## Action item A
Answer these questions from the parenting column.
(i) How old is the son described in the letter?
(ii) What conditions did the letter writer suffer after the son was born?
(iii) In terms of attachment theory, how is the boy probably attached, according to the reply?
## Action item B
Write out, word for word, the part of the parenting column that opens with the words containing "Perhaps, as you" and closes with "bond with you.".

## Source extract
====

Wednesday 20 September 2017

Dear David Coleman: My five-year-old has no respect and curses at me all the time

Clinical psychologist David Coleman offers parenting advice in his weekly column.

Q. I find myself again in tears after another day of being told to "shut up", "f*** off", and being called names by my five-year-old son. After he was born I suffered very badly with post-natal OCD, and mild depression, which I fear affected our natural connection. Now it feels like he has no respect for me and doesn't even like me. He is usually a very kind-hearted and soft young boy and his aggression is only reserved for me. He is closer to his dad than me and spends most of his time with him. Please help. What am I doing wrong?

David replies: You sound very powerless in your description of your relationship with your son. Indeed, he almost sounds like the one in charge, as if you have no role in parenting him.

Perhaps, as you worry, your early attachment with him may have been affected by your post-natal OCD and mild depression. In fact, it sounds like your ability to bond with him was more affected than his ability to bond with you.

I wonder, if you were feeling a bit disconnected from him, did his dad step in to take on the role of primary carer? If so, then his attachment with his father may be stronger than his connection to you.

Overall, though, if he is, as you describe, a kind-hearted and soft young boy, then, in terms of attachment theory, he is probably securely attached.

Maybe that secure attachment was fostered more with his dad than with you, but this is not anything that will prevent you establishing a more positive relationship with him.

For a start, though, you might need to think of him a bit differently. As it is now, you seem to have a very negative perception of his behaviour, and an equally negative perception of your ability to be a loving and authoritative mother to him.

====

## Excerpted records

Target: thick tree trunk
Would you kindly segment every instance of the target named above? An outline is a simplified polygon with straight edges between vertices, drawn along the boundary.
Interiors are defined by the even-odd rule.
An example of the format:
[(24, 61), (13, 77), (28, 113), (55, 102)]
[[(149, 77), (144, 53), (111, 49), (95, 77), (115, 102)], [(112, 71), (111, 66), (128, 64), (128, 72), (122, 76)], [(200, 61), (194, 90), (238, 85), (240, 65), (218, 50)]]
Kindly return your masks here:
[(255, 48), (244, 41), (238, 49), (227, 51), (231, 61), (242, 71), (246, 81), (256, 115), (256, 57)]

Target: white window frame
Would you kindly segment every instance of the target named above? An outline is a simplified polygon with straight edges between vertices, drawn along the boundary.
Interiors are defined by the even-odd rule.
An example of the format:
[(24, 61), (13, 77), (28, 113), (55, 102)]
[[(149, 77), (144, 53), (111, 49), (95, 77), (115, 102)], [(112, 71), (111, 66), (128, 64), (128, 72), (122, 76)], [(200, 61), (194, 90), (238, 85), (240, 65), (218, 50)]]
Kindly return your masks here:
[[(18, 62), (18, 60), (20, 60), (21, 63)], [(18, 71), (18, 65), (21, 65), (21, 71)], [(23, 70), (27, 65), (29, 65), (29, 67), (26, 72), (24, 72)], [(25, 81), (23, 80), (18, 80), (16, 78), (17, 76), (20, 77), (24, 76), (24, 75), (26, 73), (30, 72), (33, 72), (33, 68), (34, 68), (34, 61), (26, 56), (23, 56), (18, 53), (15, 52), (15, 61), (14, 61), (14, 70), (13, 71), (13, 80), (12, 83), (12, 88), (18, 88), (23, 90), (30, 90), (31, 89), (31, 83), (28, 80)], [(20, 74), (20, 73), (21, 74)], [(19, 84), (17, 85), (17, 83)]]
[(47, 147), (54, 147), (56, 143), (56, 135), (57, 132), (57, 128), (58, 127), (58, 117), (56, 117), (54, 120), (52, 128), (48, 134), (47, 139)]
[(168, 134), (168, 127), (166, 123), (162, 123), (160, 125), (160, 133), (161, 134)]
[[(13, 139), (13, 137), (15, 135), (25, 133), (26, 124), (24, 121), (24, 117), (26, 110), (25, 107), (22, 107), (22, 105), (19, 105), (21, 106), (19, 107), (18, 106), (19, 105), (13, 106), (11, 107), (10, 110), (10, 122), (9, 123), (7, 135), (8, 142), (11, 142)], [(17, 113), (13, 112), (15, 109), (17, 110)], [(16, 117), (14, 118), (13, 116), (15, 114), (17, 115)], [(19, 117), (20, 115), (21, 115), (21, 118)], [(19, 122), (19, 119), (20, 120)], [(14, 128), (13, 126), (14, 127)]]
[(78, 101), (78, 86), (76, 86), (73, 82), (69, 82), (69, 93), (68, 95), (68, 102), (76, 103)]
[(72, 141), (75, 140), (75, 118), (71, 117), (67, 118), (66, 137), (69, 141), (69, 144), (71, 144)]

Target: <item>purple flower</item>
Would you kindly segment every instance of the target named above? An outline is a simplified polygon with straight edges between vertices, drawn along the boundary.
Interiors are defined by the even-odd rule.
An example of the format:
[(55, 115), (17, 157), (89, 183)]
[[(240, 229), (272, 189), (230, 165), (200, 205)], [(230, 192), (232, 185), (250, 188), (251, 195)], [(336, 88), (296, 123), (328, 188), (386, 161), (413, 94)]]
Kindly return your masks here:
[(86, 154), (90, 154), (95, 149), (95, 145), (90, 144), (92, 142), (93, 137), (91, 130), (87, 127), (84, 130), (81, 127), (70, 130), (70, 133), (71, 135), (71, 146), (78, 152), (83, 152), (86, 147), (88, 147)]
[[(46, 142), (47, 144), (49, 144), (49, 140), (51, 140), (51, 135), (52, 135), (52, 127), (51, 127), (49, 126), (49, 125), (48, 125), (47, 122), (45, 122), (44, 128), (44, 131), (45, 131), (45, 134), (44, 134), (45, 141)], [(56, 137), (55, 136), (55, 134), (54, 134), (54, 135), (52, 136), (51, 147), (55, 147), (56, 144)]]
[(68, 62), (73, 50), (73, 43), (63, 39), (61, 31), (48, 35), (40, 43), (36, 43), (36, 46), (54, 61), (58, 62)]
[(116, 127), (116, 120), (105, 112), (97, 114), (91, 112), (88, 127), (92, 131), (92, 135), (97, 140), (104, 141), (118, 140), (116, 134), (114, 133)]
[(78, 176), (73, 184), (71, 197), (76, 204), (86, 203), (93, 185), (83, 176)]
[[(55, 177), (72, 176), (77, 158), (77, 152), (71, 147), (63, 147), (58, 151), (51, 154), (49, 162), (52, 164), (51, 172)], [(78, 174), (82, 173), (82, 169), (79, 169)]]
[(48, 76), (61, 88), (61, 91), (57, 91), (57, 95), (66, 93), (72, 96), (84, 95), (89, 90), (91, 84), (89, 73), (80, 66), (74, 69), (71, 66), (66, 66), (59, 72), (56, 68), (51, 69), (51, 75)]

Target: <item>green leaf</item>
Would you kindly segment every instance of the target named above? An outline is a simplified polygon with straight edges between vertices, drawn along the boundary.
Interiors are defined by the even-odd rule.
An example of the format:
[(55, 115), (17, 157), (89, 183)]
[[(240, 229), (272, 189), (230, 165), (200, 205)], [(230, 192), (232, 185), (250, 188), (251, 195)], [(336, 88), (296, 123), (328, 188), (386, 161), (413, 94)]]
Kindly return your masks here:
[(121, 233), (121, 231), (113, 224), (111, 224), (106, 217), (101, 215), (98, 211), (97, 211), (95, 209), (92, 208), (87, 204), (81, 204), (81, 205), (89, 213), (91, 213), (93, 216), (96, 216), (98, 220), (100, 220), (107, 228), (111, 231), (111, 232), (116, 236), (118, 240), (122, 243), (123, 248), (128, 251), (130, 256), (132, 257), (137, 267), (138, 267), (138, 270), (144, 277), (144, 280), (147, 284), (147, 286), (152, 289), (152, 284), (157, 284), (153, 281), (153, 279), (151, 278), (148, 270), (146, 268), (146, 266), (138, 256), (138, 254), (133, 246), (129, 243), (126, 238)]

====

## Task output A
(i) Five years old.
(ii) Post-natal OCD and mild depression.
(iii) Securely attached.

## Task output B
Perhaps, as you worry, your early attachment with him may have been affected by your post-natal OCD and mild depression. In fact, it sounds like your ability to bond with him was more affected than his ability to bond with you.